# Promotional Product Distributor question



## rtucker (Feb 2, 2007)

I want to buy from Leeds but I have to be a Promotional Product distributor. I am a small business specializing in small orders (usually 20 or less items at a time.) So how do I become a promotional product distributor and is this something I really need to do. I do have a resell liscense/tax id.


----------



## DAGuide (Oct 2, 2006)

Go to PPAI's website and apply for a UPIC. You are going to need to show some receipts from apparel companies that you purchased product from and then resold. Once you get approved, you will get a UPIC # (similar to an ASI or SAGE#) and access into their database of suppliers. Then, call the number for Leeds and give them your UPIC to setup an account. You can also do a similar thing for Distributor Central as well.


----------



## rtucker (Feb 2, 2007)

Thanks for that info,


----------



## charles95405 (Feb 1, 2007)

* * * * * * *

DIRECTIVE 1
Reproduce verbatim the passage of the distributor thread from "I want to buy" to "Central as well.".

SUPPLIED MATERIAL
* * * * * * *

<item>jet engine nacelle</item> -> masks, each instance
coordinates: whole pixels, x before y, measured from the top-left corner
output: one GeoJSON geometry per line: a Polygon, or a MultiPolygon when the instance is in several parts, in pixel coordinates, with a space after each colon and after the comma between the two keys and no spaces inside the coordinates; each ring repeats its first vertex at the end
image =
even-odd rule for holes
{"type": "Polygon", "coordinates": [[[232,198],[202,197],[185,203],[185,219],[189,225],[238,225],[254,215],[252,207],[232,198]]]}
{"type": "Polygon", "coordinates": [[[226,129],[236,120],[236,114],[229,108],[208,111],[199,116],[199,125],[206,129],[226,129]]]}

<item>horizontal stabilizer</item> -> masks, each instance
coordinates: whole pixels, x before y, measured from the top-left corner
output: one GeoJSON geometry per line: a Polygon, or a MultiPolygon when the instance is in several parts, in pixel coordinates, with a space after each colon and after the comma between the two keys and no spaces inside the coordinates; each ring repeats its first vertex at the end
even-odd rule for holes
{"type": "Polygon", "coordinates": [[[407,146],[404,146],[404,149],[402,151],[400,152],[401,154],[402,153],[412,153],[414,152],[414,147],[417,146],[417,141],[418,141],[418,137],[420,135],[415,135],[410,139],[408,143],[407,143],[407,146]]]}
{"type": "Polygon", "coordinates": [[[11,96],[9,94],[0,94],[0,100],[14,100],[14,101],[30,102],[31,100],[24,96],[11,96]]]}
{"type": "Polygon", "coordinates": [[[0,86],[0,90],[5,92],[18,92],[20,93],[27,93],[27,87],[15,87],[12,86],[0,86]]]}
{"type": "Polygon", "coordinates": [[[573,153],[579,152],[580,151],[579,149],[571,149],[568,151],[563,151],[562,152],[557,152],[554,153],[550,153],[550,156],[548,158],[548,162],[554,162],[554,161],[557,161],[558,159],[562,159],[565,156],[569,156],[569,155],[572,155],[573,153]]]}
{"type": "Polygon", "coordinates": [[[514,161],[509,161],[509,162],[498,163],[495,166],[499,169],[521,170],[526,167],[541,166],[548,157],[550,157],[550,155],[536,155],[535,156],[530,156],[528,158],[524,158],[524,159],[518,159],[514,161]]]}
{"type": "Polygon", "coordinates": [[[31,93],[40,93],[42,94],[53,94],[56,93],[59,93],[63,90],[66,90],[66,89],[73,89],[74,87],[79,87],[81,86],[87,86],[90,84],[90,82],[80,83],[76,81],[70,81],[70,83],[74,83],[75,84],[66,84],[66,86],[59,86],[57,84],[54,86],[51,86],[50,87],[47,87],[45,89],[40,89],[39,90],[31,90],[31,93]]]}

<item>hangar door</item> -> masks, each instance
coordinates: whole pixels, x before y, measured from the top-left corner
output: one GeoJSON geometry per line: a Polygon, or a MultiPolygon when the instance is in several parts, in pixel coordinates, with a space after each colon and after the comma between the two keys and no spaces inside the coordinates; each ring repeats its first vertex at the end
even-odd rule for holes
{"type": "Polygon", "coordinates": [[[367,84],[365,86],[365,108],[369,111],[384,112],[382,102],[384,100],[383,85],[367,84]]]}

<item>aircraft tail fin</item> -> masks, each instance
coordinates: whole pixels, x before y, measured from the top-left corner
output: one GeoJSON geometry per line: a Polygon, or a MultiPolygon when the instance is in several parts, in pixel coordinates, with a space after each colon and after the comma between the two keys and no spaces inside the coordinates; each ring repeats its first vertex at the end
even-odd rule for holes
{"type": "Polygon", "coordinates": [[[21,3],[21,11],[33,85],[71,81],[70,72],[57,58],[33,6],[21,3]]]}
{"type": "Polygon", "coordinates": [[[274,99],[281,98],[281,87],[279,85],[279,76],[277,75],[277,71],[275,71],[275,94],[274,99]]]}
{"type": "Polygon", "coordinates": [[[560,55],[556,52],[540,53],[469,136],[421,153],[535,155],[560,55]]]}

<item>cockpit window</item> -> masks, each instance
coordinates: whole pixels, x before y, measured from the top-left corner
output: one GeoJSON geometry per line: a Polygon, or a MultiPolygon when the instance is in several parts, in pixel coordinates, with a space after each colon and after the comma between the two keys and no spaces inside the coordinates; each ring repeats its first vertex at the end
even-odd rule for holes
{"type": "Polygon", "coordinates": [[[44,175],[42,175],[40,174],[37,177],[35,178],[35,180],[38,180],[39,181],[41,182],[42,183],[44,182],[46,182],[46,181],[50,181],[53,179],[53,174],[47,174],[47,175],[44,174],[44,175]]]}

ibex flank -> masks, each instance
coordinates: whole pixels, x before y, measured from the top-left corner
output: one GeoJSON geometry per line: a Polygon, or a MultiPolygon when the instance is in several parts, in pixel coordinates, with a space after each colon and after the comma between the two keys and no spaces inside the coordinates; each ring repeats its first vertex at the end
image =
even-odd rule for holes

* * * * * * *

DIRECTIVE 2
Report every line in the entries that contains the string "masks".

EXPECTED ANSWER 1
I want to buy from Leeds but I have to be a Promotional Product distributor. I am a small business specializing in small orders (usually 20 or less items at a time.) So how do I become a promotional product distributor and is this something I really need to do. I do have a resell liscense/tax id.


----------



## DAGuide (Oct 2, 2006)

Go to PPAI's website and apply for a UPIC. You are going to need to show some receipts from apparel companies that you purchased product from and then resold. Once you get approved, you will get a UPIC # (similar to an ASI or SAGE#) and access into their database of suppliers. Then, call the number for Leeds and give them your UPIC to setup an account. You can also do a similar thing for Distributor Central as well.

EXPECTED ANSWER 2
<item>jet engine nacelle</item> -> masks, each instance
<item>horizontal stabilizer</item> -> masks, each instance
<item>hangar door</item> -> masks, each instance
<item>aircraft tail fin</item> -> masks, each instance
<item>cockpit window</item> -> masks, each instance
ibex flank -> masks, each instance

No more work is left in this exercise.